Supplied records:
################
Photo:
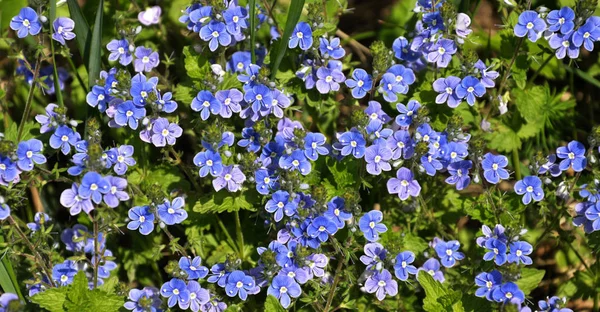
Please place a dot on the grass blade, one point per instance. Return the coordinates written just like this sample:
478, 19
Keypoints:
82, 30
96, 47
294, 13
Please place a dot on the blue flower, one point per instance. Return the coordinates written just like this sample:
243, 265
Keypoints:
176, 291
193, 267
301, 36
120, 50
493, 167
508, 292
404, 184
361, 83
407, 113
141, 218
172, 212
63, 138
470, 87
403, 266
93, 186
63, 273
206, 104
519, 252
530, 24
27, 22
446, 88
487, 282
441, 52
279, 204
128, 114
459, 174
562, 20
370, 224
573, 155
377, 157
432, 267
240, 284
63, 30
497, 251
283, 287
531, 186
351, 142
448, 252
216, 33
320, 228
30, 152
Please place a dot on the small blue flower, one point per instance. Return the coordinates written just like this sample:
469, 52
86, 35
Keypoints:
530, 24
487, 282
519, 252
193, 267
531, 186
361, 83
301, 36
216, 33
176, 291
370, 224
27, 22
403, 266
493, 168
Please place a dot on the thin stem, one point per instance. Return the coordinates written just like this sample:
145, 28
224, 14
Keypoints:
240, 235
36, 254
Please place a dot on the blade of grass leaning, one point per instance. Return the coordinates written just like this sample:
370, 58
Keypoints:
82, 30
96, 47
57, 91
252, 4
294, 13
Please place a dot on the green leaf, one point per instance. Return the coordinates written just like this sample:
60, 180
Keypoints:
294, 12
273, 305
530, 279
96, 47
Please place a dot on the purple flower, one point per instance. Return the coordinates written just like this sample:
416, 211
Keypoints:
448, 252
382, 284
493, 168
519, 252
63, 30
459, 174
432, 267
120, 50
26, 22
370, 224
283, 287
470, 87
441, 52
206, 104
573, 155
63, 138
361, 83
446, 87
487, 282
530, 24
141, 218
216, 33
231, 177
403, 267
145, 59
531, 186
404, 185
164, 132
172, 212
176, 291
301, 36
150, 16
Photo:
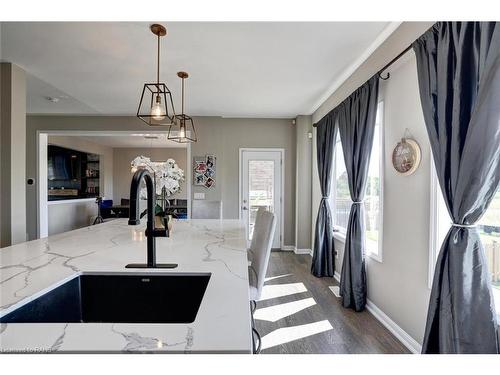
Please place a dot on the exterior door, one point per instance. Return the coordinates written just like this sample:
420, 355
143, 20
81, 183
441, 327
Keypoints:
261, 186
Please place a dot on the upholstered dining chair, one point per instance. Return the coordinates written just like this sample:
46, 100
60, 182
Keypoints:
262, 241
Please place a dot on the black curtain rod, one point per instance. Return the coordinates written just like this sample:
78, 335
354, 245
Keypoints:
385, 67
392, 62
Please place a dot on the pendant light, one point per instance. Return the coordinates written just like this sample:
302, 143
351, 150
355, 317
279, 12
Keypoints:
182, 130
156, 107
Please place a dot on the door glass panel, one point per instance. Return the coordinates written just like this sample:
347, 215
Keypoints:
260, 189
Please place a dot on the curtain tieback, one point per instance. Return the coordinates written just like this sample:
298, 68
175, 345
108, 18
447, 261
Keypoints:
463, 225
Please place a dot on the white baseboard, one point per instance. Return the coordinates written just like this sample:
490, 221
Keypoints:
################
What you are asked to do:
Each line holding "grass" should be copied from the material above.

Reply:
Please place a dot on the grass blade, one point per instance. Return the coordinates written just like this sample:
Please place a dot on the blade of grass leaning, one point per instance. Return the coordinates written just like this sample:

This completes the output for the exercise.